Stated goal: Rewrite every line in the stretch from the line containing "Hi there! Could you please locate the flush" through the end of the records, shifting each bounding-box coordinate up by 102.

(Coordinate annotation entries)
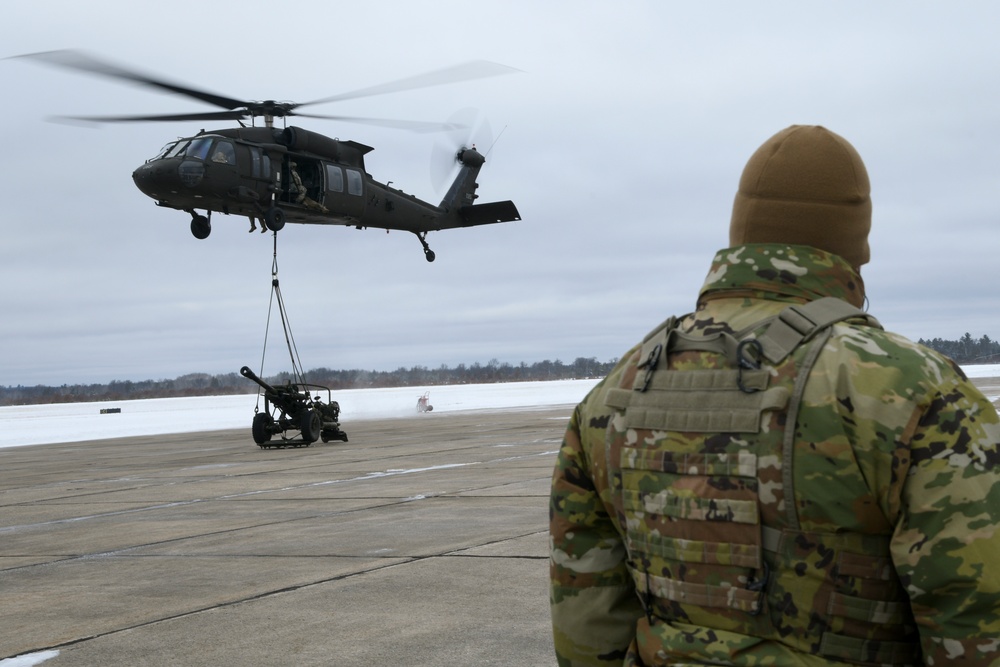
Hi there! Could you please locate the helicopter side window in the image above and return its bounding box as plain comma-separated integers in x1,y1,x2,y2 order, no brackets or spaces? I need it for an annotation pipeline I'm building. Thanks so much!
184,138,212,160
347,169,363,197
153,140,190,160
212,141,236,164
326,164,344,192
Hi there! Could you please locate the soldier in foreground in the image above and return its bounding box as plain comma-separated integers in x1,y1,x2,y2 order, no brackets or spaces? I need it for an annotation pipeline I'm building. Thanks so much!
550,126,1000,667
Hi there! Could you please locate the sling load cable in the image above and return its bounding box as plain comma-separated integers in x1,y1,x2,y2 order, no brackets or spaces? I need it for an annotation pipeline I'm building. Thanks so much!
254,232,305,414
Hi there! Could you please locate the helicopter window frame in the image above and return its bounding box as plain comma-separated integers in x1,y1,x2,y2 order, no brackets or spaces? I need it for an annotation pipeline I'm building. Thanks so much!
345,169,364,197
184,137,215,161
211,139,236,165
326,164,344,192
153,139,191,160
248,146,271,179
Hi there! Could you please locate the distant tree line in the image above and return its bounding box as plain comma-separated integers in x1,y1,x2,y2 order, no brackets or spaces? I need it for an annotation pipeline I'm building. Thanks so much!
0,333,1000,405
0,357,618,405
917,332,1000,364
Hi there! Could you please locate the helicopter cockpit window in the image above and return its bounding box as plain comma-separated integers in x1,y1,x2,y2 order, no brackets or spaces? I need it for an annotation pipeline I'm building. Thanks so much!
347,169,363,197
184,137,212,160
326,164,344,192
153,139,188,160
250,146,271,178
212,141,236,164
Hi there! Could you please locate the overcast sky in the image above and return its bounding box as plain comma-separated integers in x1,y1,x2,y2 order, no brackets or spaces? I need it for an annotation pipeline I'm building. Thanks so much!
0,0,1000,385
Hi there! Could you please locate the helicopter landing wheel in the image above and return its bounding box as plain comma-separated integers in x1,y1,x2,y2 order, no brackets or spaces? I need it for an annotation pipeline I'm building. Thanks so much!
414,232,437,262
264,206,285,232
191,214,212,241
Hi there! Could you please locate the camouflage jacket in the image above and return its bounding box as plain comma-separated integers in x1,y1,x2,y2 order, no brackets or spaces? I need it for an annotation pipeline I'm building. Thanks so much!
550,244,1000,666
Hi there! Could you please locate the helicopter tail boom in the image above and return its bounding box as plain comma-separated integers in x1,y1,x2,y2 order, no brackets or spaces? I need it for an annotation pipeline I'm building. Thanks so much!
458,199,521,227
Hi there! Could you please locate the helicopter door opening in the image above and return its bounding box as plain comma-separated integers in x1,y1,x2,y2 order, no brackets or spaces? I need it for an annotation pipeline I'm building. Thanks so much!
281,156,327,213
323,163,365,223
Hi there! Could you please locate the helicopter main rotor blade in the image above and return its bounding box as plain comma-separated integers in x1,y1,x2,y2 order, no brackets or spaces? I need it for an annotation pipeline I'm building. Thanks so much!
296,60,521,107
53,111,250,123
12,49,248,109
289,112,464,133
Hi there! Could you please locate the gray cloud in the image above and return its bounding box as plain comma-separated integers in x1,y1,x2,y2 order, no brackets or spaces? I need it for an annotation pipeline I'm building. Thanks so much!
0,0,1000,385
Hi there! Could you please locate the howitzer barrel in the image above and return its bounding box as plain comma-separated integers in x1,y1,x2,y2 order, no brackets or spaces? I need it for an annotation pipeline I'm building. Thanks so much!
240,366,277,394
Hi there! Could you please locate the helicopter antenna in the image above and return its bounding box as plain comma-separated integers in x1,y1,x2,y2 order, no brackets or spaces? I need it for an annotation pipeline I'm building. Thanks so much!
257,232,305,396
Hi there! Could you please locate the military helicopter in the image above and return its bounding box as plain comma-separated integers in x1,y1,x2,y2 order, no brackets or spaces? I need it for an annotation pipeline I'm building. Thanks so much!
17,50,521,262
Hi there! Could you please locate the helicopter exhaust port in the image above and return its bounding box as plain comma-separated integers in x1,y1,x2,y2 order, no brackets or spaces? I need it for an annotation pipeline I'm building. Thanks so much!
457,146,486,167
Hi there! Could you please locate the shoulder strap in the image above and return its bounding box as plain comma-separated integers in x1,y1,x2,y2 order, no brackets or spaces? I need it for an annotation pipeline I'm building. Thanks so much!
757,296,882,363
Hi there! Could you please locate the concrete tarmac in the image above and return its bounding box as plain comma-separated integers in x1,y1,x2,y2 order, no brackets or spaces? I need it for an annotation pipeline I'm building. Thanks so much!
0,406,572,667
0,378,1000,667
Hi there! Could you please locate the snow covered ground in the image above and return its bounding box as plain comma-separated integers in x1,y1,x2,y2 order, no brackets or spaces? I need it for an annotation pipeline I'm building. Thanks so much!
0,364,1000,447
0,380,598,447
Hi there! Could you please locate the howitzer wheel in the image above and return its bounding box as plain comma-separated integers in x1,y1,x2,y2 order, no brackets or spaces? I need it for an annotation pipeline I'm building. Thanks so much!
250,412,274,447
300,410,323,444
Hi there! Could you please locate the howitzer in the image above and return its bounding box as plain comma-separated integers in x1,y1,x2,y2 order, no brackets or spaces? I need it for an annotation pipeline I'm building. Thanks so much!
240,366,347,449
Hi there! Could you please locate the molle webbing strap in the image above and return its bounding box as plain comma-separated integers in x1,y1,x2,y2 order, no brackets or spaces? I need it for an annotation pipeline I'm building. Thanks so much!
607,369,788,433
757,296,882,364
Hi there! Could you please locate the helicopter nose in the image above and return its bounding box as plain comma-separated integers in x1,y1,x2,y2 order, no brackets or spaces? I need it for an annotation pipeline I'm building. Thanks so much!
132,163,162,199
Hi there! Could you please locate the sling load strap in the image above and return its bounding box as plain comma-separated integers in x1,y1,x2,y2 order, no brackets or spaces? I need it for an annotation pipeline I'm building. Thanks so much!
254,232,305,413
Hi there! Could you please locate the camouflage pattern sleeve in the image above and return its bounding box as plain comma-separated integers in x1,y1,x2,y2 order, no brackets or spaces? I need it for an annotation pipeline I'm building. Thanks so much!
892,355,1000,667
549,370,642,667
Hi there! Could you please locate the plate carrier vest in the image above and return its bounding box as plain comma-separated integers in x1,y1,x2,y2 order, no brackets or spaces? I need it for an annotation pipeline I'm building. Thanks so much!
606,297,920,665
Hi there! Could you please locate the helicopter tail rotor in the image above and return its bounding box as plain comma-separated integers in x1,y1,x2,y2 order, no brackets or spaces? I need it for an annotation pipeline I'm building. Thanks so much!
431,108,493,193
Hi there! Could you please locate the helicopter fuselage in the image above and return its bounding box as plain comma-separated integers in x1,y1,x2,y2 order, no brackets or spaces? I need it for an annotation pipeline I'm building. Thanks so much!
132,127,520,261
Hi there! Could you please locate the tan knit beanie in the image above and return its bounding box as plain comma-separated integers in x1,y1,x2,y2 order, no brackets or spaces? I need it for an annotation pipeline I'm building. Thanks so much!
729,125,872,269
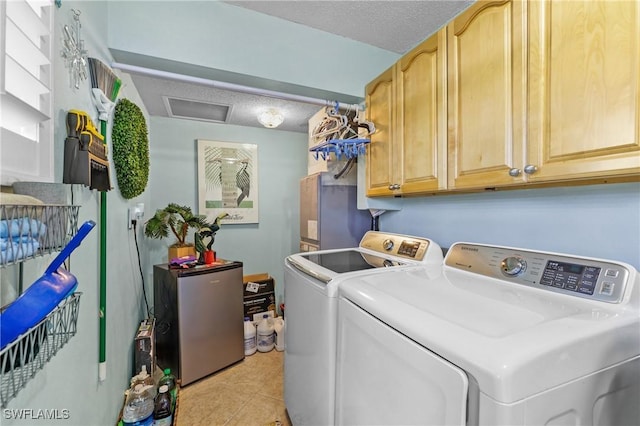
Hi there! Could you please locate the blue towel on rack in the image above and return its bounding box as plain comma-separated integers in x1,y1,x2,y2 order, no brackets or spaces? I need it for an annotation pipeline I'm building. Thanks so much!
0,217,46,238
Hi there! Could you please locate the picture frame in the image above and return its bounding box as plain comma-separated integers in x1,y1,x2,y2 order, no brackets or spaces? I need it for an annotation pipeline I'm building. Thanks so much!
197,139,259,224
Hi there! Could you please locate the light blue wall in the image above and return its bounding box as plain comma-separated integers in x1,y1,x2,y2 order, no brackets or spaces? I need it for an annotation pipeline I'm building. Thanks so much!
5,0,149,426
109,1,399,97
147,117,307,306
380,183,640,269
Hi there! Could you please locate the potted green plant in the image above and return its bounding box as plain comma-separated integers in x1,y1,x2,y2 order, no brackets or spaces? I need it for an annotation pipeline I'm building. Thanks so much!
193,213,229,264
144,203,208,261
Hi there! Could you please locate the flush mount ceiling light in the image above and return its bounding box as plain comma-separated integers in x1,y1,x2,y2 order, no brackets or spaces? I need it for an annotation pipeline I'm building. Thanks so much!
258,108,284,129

Answer below:
Hi there! Could you please locate the flush mount ceiling light in the image above and return its bounding box as plain comma-separated integers in x1,y1,x2,y2 order, no brackets or spaces? I need it for an annotation pipeline I'm building. Thanks so much!
360,210,386,231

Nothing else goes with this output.